- **Problem to solve**:
The entries below are to be transcribed in full, without their images.
╭─ Data extract
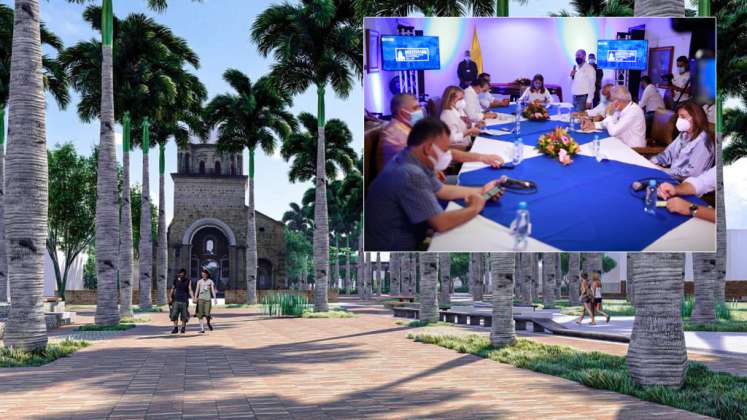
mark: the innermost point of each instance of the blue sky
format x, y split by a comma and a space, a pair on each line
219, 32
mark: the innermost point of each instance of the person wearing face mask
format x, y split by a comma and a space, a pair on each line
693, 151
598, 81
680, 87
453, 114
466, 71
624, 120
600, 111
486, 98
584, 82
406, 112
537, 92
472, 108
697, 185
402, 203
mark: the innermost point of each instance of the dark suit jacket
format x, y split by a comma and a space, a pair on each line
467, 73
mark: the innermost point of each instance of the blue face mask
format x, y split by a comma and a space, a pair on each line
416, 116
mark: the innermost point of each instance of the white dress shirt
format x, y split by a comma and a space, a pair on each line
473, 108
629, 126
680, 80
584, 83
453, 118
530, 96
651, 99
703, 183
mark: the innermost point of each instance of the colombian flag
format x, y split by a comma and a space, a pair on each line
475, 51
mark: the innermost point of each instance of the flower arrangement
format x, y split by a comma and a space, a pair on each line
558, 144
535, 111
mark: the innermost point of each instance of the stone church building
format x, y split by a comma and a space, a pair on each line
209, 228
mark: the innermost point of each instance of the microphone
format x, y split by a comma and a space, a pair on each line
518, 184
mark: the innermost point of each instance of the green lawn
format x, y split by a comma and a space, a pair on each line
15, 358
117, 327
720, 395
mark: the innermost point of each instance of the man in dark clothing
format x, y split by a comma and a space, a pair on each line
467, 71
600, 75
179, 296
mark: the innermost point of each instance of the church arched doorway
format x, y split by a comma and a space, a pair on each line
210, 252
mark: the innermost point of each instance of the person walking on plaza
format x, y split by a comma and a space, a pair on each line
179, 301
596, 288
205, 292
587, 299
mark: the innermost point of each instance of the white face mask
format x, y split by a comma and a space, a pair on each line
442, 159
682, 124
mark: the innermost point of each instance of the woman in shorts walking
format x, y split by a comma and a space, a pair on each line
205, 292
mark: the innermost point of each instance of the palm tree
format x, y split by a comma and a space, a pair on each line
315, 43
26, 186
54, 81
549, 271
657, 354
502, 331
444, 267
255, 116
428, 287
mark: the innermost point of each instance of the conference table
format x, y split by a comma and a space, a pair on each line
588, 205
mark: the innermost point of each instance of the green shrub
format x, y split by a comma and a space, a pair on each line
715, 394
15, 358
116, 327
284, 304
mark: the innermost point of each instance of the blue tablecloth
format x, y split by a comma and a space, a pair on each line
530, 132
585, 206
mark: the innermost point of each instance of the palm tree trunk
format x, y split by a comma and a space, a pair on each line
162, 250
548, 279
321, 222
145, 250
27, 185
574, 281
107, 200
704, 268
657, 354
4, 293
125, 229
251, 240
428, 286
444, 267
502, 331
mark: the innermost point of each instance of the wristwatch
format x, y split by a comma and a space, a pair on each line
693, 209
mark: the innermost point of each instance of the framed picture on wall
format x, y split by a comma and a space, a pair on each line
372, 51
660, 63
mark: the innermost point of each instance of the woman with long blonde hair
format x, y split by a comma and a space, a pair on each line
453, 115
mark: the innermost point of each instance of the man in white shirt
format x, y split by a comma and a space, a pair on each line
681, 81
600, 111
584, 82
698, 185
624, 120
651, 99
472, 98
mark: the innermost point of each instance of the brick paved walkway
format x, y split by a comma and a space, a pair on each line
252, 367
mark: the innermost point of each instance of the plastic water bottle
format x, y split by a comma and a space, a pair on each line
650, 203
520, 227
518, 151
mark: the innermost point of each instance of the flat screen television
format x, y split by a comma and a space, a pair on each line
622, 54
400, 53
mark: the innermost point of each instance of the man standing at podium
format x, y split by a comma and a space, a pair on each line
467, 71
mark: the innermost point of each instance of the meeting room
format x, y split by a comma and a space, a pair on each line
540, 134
╰─
- **The result**:
mark: the innermost point of each instance of the blue sky
format x, y split by a comma and a space, a pair on each line
219, 32
mark: the innermost point of each instance of the person wearing face mask
format x, y split by a comma and a space, a pair on each line
693, 151
598, 81
680, 87
453, 114
466, 71
624, 120
600, 111
486, 98
584, 82
406, 112
537, 92
472, 108
697, 185
402, 203
mark: the innermost point of each instance of the dark suit jacket
format x, y split by a comma and a space, a pair on each line
467, 73
mark: the innermost point of each instance of the blue face mask
format x, y split by a comma and a space, a pair on each line
416, 116
mark: the innermost point of each instance of the white dress shirt
format x, y split by a comma and a space, a pair on each line
473, 108
629, 126
680, 80
584, 83
453, 118
530, 96
651, 99
703, 183
mark: the innermost point of each instance of the colombian flag
format x, y split by a comma and a space, a pair on each line
475, 51
mark: the innermost point of each instance of the flower arrangement
format x, y split by a comma and a space, a pair on each line
558, 144
535, 111
mark: the innermost point of each instance of the stone church building
format x, y split by a comma and a space, a pair on each line
209, 228
mark: the innermost point of each instance of the microphone
format x, y split by a comma and a space, a pair on each line
518, 184
mark: the innermost point of each instance of the green lawn
format x, y split by a comma and a space, a pair on each line
15, 358
117, 327
720, 395
mark: the innermost point of each instance of the man in dark clothing
format x, y split by a comma and a space, a pair on each line
467, 71
600, 75
179, 296
mark: the innermost point of each instance of the church arched doorway
format x, y split by a comma and a space, a pair on each line
210, 252
mark: the innermost point of each instance of the person walking on plaza
format x, y split by a comma and a space, a pair on each line
179, 301
596, 288
205, 292
587, 299
mark: the innermost point of each instance of the white face mask
format x, y split by a comma and a space, a pair on each line
442, 159
682, 124
mark: the innermost point of each instance of the woman in shorts walking
format x, y split by a comma and a space, a pair on each line
205, 292
mark: the innermost point of each instance of the palm tree
format x, y split by a comma and a space, a pair on each line
315, 43
26, 186
54, 81
549, 271
657, 354
502, 331
444, 267
255, 116
428, 287
mark: the innermost point of each instance of the conference table
format x, y split by a comma and a space, a pair on each line
588, 205
mark: the innermost point of each instance of the green shrub
format x, y split by a comma and a space, a pair on each line
715, 394
15, 358
116, 327
284, 304
mark: the innermost point of each instance of the blue tablecloth
format x, y split by a comma and a space, a pair on each line
530, 132
585, 206
mark: the innermost point of each instance of the palm tree trunk
format x, y split by a comma and a space, a pair on each line
162, 250
548, 279
321, 222
145, 250
27, 185
574, 281
107, 200
704, 268
657, 354
4, 293
125, 229
251, 240
428, 286
444, 267
502, 331
mark: the innermost point of each instance of the wristwatch
format x, y split by a comma and a space, a pair on each line
693, 209
mark: the innermost point of each instance of the framed picture on wall
format x, y split by a comma and a space, a pair on each line
372, 51
660, 63
mark: the innermost point of each instance of the woman with long blonde hair
format x, y split by a comma and a space, a pair on each line
453, 115
mark: the innermost point of each instance of the man in white shirt
format x, y split by a comma and a space, a pair on each line
681, 81
600, 111
584, 82
698, 185
624, 120
651, 99
472, 98
mark: the innermost point of each instance of the brick paved walkway
format x, y split by a comma and a space, a pair on each line
252, 367
mark: the innermost point of each instance of the plastic water bottle
format x, y split by a comma and a space, a pair on each line
650, 203
520, 227
518, 151
mark: the innermost point of each instance of the flat screen television
format x, y split by a comma and a space, a pair on each line
622, 54
400, 53
mark: the innermost point of each instance of the man standing at podium
format x, y split by a comma and a space, a pair on each line
467, 71
mark: the innermost point of each instance of the meeting room
format x, y split by a comma and a space, a pair on each line
540, 134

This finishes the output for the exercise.